Count the lines in the listing below that contain the string "nose", and reply with only that number.
>>>>
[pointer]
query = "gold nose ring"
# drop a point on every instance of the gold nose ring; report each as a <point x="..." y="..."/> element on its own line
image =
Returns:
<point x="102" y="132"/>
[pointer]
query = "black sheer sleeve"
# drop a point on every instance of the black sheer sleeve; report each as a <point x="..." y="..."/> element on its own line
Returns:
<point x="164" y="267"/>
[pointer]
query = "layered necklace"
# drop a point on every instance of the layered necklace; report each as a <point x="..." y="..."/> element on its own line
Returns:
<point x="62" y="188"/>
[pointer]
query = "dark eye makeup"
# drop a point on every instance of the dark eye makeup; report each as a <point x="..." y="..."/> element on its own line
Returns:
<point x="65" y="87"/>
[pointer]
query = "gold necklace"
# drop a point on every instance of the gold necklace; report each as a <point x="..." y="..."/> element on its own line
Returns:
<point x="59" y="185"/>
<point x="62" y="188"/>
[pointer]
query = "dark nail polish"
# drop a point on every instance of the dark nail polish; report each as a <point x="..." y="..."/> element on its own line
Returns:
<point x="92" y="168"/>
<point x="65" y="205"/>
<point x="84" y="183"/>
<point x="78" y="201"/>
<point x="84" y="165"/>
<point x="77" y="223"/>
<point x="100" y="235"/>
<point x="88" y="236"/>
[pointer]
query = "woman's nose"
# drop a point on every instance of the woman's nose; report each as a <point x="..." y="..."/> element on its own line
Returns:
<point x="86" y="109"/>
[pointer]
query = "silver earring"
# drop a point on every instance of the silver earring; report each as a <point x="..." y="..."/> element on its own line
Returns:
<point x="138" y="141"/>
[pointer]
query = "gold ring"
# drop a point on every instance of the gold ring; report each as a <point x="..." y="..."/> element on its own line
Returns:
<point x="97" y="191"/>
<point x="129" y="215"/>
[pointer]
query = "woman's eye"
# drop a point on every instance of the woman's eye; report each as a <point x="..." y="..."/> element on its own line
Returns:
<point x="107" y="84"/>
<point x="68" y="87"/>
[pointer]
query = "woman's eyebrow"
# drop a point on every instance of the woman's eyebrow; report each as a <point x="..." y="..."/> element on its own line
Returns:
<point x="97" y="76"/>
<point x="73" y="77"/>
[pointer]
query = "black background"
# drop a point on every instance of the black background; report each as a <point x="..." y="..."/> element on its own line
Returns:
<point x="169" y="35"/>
<<<<
## The response
4